Required work
Extract the data below, reproducing every line unchanged.

Material for the task
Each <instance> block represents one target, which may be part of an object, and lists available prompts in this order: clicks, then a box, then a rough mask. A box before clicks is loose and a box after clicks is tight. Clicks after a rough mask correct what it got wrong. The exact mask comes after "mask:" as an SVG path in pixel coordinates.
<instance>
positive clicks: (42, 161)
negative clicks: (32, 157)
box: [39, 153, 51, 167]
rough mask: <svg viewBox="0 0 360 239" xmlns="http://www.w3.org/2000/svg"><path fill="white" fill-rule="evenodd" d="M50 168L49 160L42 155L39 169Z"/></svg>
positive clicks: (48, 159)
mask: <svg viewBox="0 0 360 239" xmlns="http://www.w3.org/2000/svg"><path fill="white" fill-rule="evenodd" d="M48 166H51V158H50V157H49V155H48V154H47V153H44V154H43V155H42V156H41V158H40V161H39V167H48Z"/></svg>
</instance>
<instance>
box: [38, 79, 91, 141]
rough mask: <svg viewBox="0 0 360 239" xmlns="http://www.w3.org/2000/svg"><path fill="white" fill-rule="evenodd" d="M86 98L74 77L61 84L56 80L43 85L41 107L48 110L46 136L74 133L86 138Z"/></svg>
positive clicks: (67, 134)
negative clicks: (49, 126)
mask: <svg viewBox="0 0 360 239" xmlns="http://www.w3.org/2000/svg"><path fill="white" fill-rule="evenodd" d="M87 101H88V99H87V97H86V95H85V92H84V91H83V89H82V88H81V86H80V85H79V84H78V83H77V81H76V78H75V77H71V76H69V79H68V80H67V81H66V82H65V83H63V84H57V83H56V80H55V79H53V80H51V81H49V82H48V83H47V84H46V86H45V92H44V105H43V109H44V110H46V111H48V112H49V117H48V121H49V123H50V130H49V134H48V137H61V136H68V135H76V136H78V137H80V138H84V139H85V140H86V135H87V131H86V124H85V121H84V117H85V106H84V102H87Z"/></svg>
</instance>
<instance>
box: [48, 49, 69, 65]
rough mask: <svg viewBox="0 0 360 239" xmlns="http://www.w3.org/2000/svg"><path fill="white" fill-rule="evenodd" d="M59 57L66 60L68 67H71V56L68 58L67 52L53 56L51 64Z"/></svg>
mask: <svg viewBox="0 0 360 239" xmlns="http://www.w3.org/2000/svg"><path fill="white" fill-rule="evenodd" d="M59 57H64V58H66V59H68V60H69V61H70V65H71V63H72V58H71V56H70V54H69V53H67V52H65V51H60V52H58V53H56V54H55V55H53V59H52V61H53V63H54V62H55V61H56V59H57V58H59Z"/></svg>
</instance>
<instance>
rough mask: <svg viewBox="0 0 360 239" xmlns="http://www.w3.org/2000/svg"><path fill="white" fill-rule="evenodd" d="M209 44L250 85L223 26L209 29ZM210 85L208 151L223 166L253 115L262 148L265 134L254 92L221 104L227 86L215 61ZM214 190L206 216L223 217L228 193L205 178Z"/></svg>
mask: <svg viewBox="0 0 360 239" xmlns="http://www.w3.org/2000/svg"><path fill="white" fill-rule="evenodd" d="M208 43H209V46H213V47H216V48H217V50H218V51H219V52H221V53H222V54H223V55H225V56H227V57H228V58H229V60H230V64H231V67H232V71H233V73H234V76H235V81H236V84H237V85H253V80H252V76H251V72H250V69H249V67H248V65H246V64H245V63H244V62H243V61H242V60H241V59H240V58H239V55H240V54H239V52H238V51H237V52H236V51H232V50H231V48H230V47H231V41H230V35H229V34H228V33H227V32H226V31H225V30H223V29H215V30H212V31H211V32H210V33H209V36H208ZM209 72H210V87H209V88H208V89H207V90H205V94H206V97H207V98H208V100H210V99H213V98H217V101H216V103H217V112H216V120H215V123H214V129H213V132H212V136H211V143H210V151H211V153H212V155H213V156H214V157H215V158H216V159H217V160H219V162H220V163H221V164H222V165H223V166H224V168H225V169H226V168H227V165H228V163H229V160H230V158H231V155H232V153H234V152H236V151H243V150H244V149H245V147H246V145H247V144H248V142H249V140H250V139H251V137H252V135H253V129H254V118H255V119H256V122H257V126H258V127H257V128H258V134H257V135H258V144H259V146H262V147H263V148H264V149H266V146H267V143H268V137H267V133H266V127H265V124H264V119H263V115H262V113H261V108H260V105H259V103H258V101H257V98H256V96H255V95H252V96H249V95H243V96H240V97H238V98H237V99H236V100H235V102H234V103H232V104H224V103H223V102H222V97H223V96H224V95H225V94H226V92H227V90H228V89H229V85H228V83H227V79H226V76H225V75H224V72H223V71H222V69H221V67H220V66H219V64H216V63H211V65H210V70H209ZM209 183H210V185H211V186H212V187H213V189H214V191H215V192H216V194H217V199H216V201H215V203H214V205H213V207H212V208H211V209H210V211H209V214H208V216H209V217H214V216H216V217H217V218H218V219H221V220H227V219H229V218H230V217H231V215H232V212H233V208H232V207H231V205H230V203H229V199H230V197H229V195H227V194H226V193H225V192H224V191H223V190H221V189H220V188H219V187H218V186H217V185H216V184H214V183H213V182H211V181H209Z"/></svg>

Reply
Each <instance> block represents one target, which may be part of an object, and lists available prompts in this order: clicks, then a box, then a rough mask. A box before clicks is loose and a box after clicks is tight. Clicks after a rough mask correct what it got wrong. The exact mask comes after "mask:" as an SVG path in pixel coordinates.
<instance>
positive clicks: (42, 161)
negative clicks: (32, 157)
box: [39, 153, 51, 167]
rough mask: <svg viewBox="0 0 360 239" xmlns="http://www.w3.org/2000/svg"><path fill="white" fill-rule="evenodd" d="M50 168L49 160L42 155L39 169Z"/></svg>
positive clicks: (48, 159)
mask: <svg viewBox="0 0 360 239" xmlns="http://www.w3.org/2000/svg"><path fill="white" fill-rule="evenodd" d="M48 166H51V158H50V157H49V155H48V154H47V153H44V154H43V155H42V156H41V158H40V161H39V167H48Z"/></svg>
</instance>
<instance>
box: [38, 79, 91, 141]
rough mask: <svg viewBox="0 0 360 239" xmlns="http://www.w3.org/2000/svg"><path fill="white" fill-rule="evenodd" d="M86 98L74 77L61 84L56 80L43 85L41 107L48 110L46 136L74 133L86 138Z"/></svg>
positive clicks: (67, 134)
negative clicks: (49, 126)
mask: <svg viewBox="0 0 360 239" xmlns="http://www.w3.org/2000/svg"><path fill="white" fill-rule="evenodd" d="M87 101H88V99H87V97H86V95H85V92H84V91H83V89H82V88H81V86H80V85H79V84H78V83H77V81H76V78H75V77H71V76H69V79H68V80H67V81H66V82H65V83H63V84H57V83H56V80H55V79H53V80H51V81H49V82H48V83H47V84H46V86H45V92H44V105H43V109H44V110H46V111H48V112H49V117H48V121H49V123H50V130H49V134H48V137H61V136H68V135H76V136H78V137H80V138H84V139H85V140H86V135H87V131H86V124H85V121H84V117H85V106H84V102H87Z"/></svg>
</instance>
<instance>
box: [48, 49, 69, 65]
rough mask: <svg viewBox="0 0 360 239" xmlns="http://www.w3.org/2000/svg"><path fill="white" fill-rule="evenodd" d="M59 57L66 60L68 67H71V56L68 58L67 52L53 56L51 64Z"/></svg>
mask: <svg viewBox="0 0 360 239" xmlns="http://www.w3.org/2000/svg"><path fill="white" fill-rule="evenodd" d="M59 57H64V58H66V59H68V60H69V61H70V65H71V63H72V58H71V56H70V54H69V53H67V52H65V51H60V52H58V53H56V54H55V55H53V59H52V61H53V63H54V62H55V61H56V59H57V58H59Z"/></svg>
</instance>
<instance>
rough mask: <svg viewBox="0 0 360 239" xmlns="http://www.w3.org/2000/svg"><path fill="white" fill-rule="evenodd" d="M209 44L250 85L223 26L209 29ZM210 85L208 151L223 166L253 115L262 148L265 134L254 92L221 104L227 86L215 61ZM214 190L206 216L223 217L228 193L205 178Z"/></svg>
mask: <svg viewBox="0 0 360 239" xmlns="http://www.w3.org/2000/svg"><path fill="white" fill-rule="evenodd" d="M208 43H209V46H213V47H216V48H217V50H218V51H219V52H221V53H222V54H223V55H225V56H227V57H228V58H229V60H230V64H231V67H232V71H233V73H234V76H235V81H236V84H237V85H253V80H252V76H251V72H250V69H249V67H248V65H246V64H245V63H244V62H243V61H242V60H241V59H240V58H239V55H240V54H239V52H238V51H237V52H236V51H232V50H231V48H230V47H231V41H230V35H229V34H228V33H227V32H226V31H225V30H223V29H215V30H212V31H211V32H210V33H209V36H208ZM209 72H210V87H209V88H208V89H207V90H205V94H206V97H207V98H208V100H210V99H213V98H217V101H216V103H217V112H216V120H215V123H214V129H213V132H212V136H211V143H210V151H211V153H212V155H213V156H214V157H215V158H216V159H217V160H219V162H220V163H221V164H222V165H223V166H224V168H225V169H226V168H227V165H228V163H229V160H230V158H231V155H232V153H234V152H236V151H243V150H244V149H245V147H246V145H247V144H248V142H249V140H250V139H251V137H252V135H253V129H254V118H255V119H256V122H257V126H258V127H257V128H258V134H257V135H258V144H259V146H262V147H263V148H264V149H266V146H267V143H268V137H267V133H266V127H265V124H264V119H263V115H262V113H261V108H260V105H259V103H258V101H257V98H256V96H255V95H252V96H249V95H243V96H240V97H238V98H237V99H236V100H235V102H234V103H232V104H224V103H223V102H222V97H223V96H224V95H225V94H226V92H227V90H228V89H229V85H228V83H227V79H226V76H225V75H224V72H223V71H222V69H221V67H220V66H219V64H216V63H211V65H210V70H209ZM209 183H210V185H211V186H212V187H213V189H214V191H215V192H216V194H217V199H216V201H215V203H214V205H213V207H212V208H211V209H210V211H209V214H208V216H209V217H214V216H216V217H217V218H218V219H221V220H227V219H229V218H230V217H231V215H232V212H233V208H232V207H231V205H230V203H229V199H230V197H229V195H227V194H226V193H225V192H224V191H223V190H221V189H220V188H219V187H218V186H217V185H216V184H214V183H213V182H211V181H209Z"/></svg>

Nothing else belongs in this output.